## Directions
Write the next part of the biographical article on Mark Kriegel that follows, beginning right after its last sentence.

## Document
Mark Kriegel is an American author, journalist, and television commentator.

Early years
He is the son of author and essayist, Leonard Kriegel. He grew up in New York City, and attended Stuyvesant High School, Swarthmore College, and the Columbia University Graduate School of Journalism.

Author
Kriegel is the author of critically acclaimed New York Times bestsellers, Namath: A Biography, about Hall of Fame quarterback Joe Namath, and Pistol: the Life of Pete Maravich. His 2012 book, The Good Son: The Life of Ray “Boom Boom” Mancini – about a boxer's relationship with his father, and a man who died at his hands in the ring – was made into a documentary by the same name.

Kriegel's work often focuses on conflicts between fathers and sons in sports – especially boxing. A front-page column he wrote for the New York Post, detailing the relationship between boxing trainer Teddy Atlas, Mafia figure Sammy (“the Bull”) Gravano, and Gravano's son, became the basis for his novel, Bless Me, Father, which drew praise from the writer Richard Price, and the Los Angeles Times (which called it “mesmerizing.”)

Journalism
He worked as a general assignment reporter at The Miami Herald and The New York Daily News. In 1990, his piece for the Daily News Sunday Magazine, “The People’s Court” – an examination of basketball culture in New York – was a finalist for the Pulitzer Prize in the Feature Writing category.

## Data extract
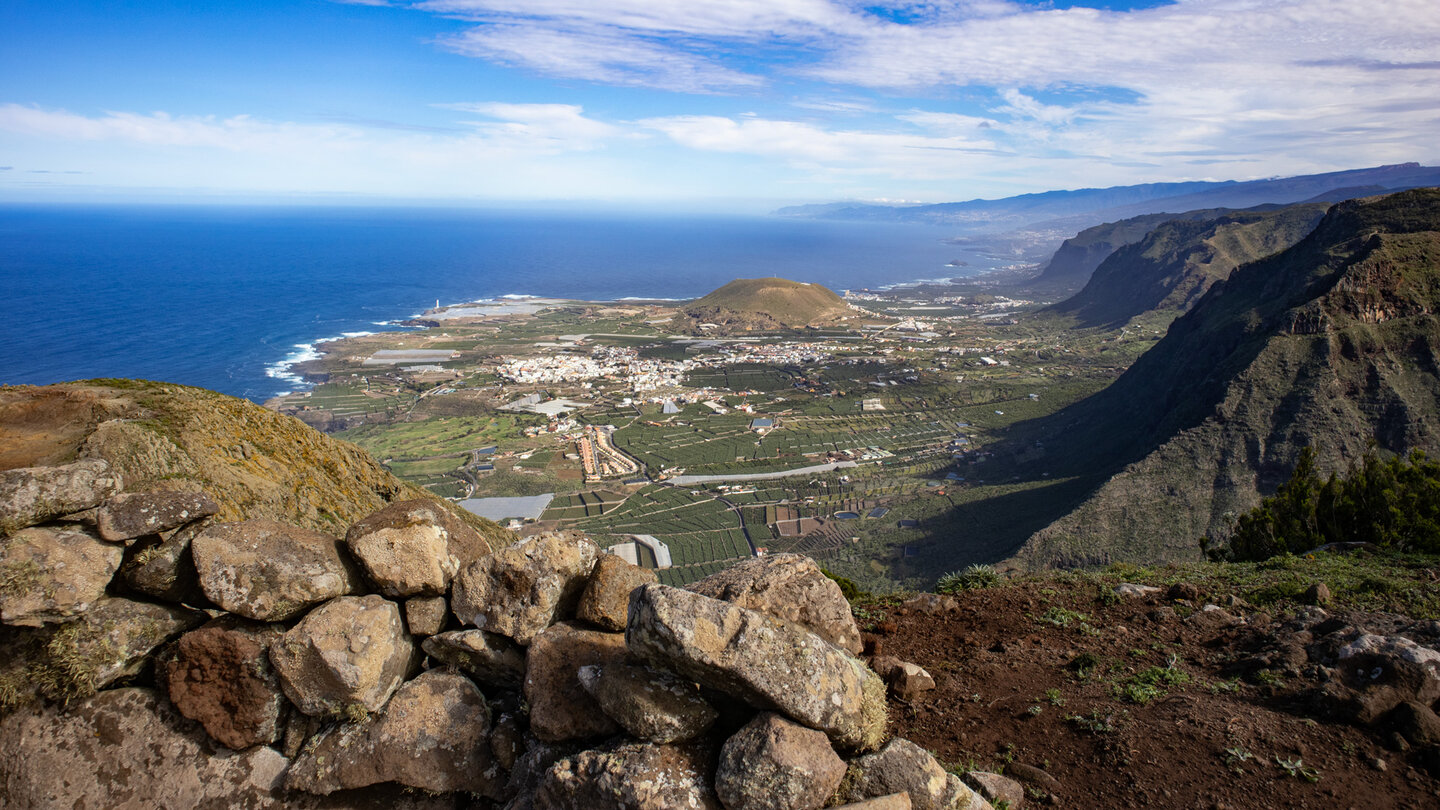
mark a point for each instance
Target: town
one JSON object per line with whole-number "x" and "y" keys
{"x": 851, "y": 441}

## Result of the exercise
The following year, he became a sports columnist at the New York Post. From 1994 to 2001, he was a columnist at the Daily News. He has also been a national columnist at FOXSports.com, and a contributing writer for Esquire. His Esquire profile of boxer Oscar De Hoya – “The Great (Almost) White Hope” was anthologized in At the Fights: American Writers on Boxing and The Book of Boxing, edited by W.C. Heinz.

Television
In 2011–12, Kriegel hosted a sports-themed interview show, Barfly, for FOX Sports Net. In June, 2012, he joined the NFL Network as an analyst on the launch of its morning show, NFL AM. He now does essay pieces for the network's Total Access show and Sunday features for Game Day Morning. Kriegel also writes the Emmy-winning All Access series for Showtime. His All Access: Chávez, about the turbulent relationship between the great Mexican boxer, Julio César Chávez, and his son, Julio Jr., explores the same father-son themes Kriegel focused on as a biographer.

He has been part of Emmy-winning teams for the NFL Network (2013 for “Outstanding New Approaches”) and Showtime (2015 for “Outstanding Sports Documentary Series”)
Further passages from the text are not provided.